Instruction —
Give the listing again character for character, but drop the images.

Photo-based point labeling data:
-=-=-=-=-
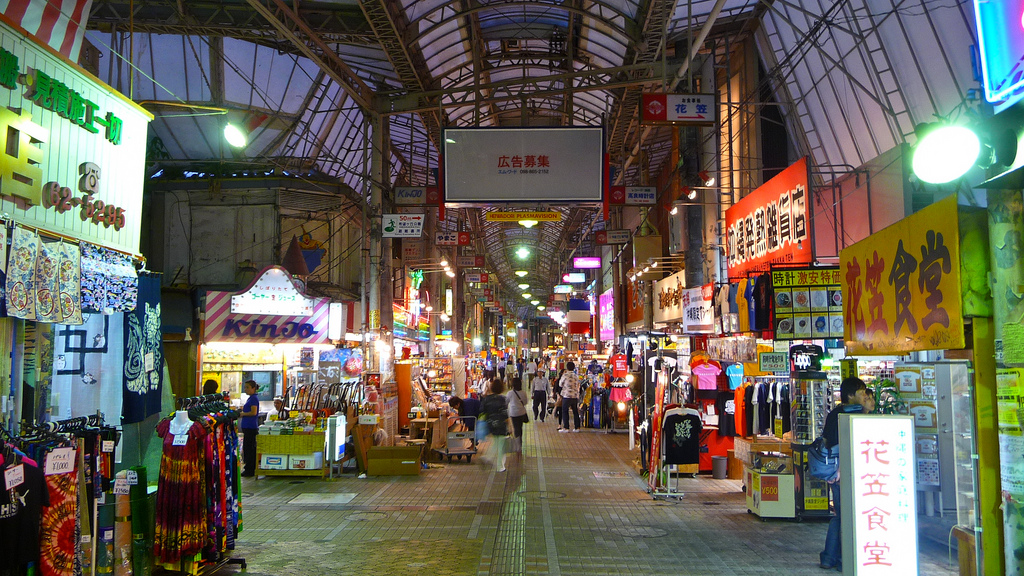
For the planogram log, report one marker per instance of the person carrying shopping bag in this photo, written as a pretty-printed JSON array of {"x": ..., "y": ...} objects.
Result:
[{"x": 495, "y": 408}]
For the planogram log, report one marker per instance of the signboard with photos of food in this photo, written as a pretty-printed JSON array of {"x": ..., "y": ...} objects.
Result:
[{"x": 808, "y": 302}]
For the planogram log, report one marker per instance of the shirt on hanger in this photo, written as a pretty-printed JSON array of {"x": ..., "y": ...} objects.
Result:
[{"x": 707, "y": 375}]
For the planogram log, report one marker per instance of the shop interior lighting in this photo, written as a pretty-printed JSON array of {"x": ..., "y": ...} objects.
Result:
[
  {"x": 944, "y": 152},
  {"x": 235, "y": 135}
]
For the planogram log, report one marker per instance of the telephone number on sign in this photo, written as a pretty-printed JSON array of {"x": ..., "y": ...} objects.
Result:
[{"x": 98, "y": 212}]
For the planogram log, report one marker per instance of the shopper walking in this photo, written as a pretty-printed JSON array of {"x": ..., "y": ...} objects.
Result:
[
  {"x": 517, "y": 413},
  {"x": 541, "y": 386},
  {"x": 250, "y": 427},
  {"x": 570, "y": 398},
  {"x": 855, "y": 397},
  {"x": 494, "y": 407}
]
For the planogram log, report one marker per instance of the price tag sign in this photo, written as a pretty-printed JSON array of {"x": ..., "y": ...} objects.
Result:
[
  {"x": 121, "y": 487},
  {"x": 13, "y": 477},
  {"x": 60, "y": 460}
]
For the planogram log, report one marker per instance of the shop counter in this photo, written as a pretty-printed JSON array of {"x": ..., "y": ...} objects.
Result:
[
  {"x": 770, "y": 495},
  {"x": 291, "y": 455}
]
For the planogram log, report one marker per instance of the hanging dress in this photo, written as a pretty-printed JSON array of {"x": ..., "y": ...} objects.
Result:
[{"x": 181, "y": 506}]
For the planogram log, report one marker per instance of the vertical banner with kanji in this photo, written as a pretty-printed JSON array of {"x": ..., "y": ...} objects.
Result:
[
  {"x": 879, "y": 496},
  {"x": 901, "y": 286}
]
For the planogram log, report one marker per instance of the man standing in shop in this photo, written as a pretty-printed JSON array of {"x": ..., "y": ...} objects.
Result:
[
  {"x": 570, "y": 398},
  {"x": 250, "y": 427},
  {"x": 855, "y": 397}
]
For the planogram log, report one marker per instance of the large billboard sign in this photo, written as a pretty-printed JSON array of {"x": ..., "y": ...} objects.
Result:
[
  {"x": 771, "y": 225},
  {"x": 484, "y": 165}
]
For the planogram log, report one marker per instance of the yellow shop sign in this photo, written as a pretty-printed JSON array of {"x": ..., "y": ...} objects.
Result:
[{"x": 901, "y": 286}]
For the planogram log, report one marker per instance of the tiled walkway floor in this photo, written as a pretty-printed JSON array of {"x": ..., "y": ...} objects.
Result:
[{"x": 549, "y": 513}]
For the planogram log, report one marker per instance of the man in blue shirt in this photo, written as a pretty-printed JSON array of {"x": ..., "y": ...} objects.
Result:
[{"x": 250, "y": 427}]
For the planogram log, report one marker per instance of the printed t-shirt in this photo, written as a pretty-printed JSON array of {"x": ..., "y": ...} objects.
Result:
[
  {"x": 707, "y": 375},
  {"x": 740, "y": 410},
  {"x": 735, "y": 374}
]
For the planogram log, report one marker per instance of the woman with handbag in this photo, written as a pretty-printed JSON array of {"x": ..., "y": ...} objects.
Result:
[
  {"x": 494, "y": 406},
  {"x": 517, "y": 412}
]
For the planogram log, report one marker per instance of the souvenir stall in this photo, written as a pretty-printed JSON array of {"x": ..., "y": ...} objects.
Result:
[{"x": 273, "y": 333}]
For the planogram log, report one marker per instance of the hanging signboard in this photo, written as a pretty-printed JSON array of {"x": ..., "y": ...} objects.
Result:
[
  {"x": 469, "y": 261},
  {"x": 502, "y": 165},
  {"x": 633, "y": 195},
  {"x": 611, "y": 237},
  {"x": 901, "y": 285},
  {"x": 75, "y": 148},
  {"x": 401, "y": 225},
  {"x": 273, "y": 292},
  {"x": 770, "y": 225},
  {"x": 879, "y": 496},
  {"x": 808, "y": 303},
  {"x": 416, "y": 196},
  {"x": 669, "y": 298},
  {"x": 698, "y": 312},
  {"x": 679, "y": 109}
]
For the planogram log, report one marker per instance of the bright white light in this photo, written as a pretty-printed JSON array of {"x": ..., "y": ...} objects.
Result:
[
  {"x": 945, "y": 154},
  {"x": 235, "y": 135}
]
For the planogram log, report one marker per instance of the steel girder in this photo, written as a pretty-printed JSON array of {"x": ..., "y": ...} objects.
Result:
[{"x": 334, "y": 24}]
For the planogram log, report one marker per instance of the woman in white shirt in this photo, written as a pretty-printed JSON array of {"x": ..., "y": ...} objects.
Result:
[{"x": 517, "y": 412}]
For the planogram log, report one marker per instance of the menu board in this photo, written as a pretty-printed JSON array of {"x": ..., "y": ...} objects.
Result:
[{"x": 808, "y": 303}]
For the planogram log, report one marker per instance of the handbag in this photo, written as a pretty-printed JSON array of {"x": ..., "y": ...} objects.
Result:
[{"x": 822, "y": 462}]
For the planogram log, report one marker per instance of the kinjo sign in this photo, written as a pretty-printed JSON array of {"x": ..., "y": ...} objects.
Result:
-=-=-=-=-
Output for this task —
For the planogram log, report one marker per instance of the person carrying shopping bag in this photo, written as a pretty-printed JSON array of {"x": ..., "y": ...} objects.
Result:
[{"x": 495, "y": 408}]
For the planogram log, report one marker per instance of the signboard with photos of food in this photo, written as a pretty-printed JSON array of {"x": ..., "y": ...} objects.
Result:
[{"x": 808, "y": 302}]
For the planogram log, report one marker per instance of the shirt on hanger in this photo, written as a pretty-printed JSON array of {"x": ..., "y": ...} objects.
Result:
[{"x": 707, "y": 375}]
For the planogram log, report one marker per instance of the shop interior lighting in this photo, written as a pretty-printed JSON array of {"x": ..., "y": ...} objects.
Result:
[
  {"x": 944, "y": 152},
  {"x": 235, "y": 135}
]
For the planogram log, report one marker per instance of the telephone number on sign in this photo, written as a pretty-printed JSON array of {"x": ..., "y": ...} objects.
Result:
[{"x": 98, "y": 212}]
For the planogram log, report one marker per instance of the shopper walking in this photo, written as a pretty-printed JSON array of {"x": ..., "y": ...} objects.
Result:
[
  {"x": 517, "y": 413},
  {"x": 541, "y": 386},
  {"x": 250, "y": 427},
  {"x": 570, "y": 398},
  {"x": 855, "y": 397},
  {"x": 494, "y": 407}
]
For the planogram log, report one marker per instance of the price tag sign in this photo, written as a pretty-printed JSON array of {"x": ..., "y": ...} objects.
Result:
[
  {"x": 121, "y": 487},
  {"x": 13, "y": 477},
  {"x": 60, "y": 460}
]
For the planogram log, report one marker per instance of the shop counter in this photo, written as a pretty-printed JSON array of {"x": ..., "y": ...} objects.
Result:
[
  {"x": 770, "y": 495},
  {"x": 291, "y": 455}
]
For the planogram log, report one marker per instance of the hanging dress in this photo, written as a pretty-printed JSON array of {"x": ..., "y": ...} objects.
Result:
[{"x": 181, "y": 506}]
For the planogram log, report one marker per instance of the vertical banner with kanji in this photo, written as a pretty-printed JSON array of {"x": ..., "y": ...} objects.
Result:
[
  {"x": 879, "y": 496},
  {"x": 901, "y": 286}
]
For the planogram log, report one marker per instance of the man standing in shop in this photo, written as a pretty-printed JSON array of {"x": ..., "y": ...} objects.
Result:
[
  {"x": 570, "y": 398},
  {"x": 250, "y": 427},
  {"x": 855, "y": 397}
]
For the planogram log, report one marker per instance of the large billboard sign in this photo, written as a pretty-printed JSON array of {"x": ..., "y": ...} objects.
Result:
[
  {"x": 771, "y": 225},
  {"x": 484, "y": 165}
]
For the planogram log, report one marker per instance of the yellow shop sign in this photo, written as a pretty-printed JSON array of {"x": ..., "y": ...} objects.
Result:
[{"x": 901, "y": 286}]
For the planogram log, report one marker per instance of the tiled walkway floor in this photo, written as a pretty-printed JSON array of {"x": ..., "y": ...} objects.
Result:
[{"x": 549, "y": 513}]
For the planogram log, report one marker per instance of the man in blue shirt in this photo, written as a pretty-printed JSON array of {"x": ..., "y": ...} objects.
Result:
[{"x": 250, "y": 427}]
For the planogram log, report one marker per instance of the printed t-shirt in this photo, written as a pretty-printed JSON array of {"x": ..., "y": ...} objects.
Result:
[
  {"x": 707, "y": 375},
  {"x": 740, "y": 410},
  {"x": 735, "y": 374}
]
For the planogram log, report one marker per instance of the woman with handbag in this photo, written as a pretty-printed JSON array of {"x": ..., "y": ...} objects.
Result:
[
  {"x": 494, "y": 406},
  {"x": 517, "y": 412}
]
For the planogram log, report one marker per instance of the souvenir stall in this photo, written as a pretty-printed JSON array of {"x": ..., "y": ...} objects.
Result:
[{"x": 273, "y": 333}]
For the planogram log, report one marker per instance of the hanging signboard in this photo, written as a pretty-printed JSON array of {"x": ..., "y": ...} objects.
Result:
[
  {"x": 469, "y": 261},
  {"x": 502, "y": 165},
  {"x": 633, "y": 195},
  {"x": 611, "y": 237},
  {"x": 901, "y": 285},
  {"x": 75, "y": 148},
  {"x": 401, "y": 225},
  {"x": 273, "y": 292},
  {"x": 770, "y": 225},
  {"x": 879, "y": 496},
  {"x": 808, "y": 303},
  {"x": 416, "y": 196},
  {"x": 669, "y": 298},
  {"x": 698, "y": 312},
  {"x": 679, "y": 109}
]
For the planogram log, report one marker per instance of the bright white light in this photo, written as a pretty-printed JSON array of {"x": ..., "y": ...} objects.
Result:
[
  {"x": 945, "y": 154},
  {"x": 235, "y": 135}
]
For the planogram log, report one marker per instance of the steel girder in this photo, written as a pretty-printed JSON array of {"x": ..., "y": ...} objects.
Result:
[{"x": 334, "y": 24}]
For the planogram log, report one marker per instance of the woman in white shirt in this photo, written as a pretty-printed JSON array of {"x": ..., "y": ...} objects.
Result:
[{"x": 517, "y": 412}]
For the planogram log, report one marker per instance of the menu board in this photo, written as a pretty-printed JSON array of {"x": ..., "y": ...} objects.
Result:
[{"x": 808, "y": 303}]
For the planogram log, report one marker per instance of the handbag in this photo, written as a pretty-printed JSON array of {"x": ..., "y": ...} objects.
Result:
[{"x": 822, "y": 462}]
For the planogram log, report one marker per instance of the kinjo sign in this photo, written as a pretty-printed JSON array of {"x": ..., "y": ...} objects.
Result:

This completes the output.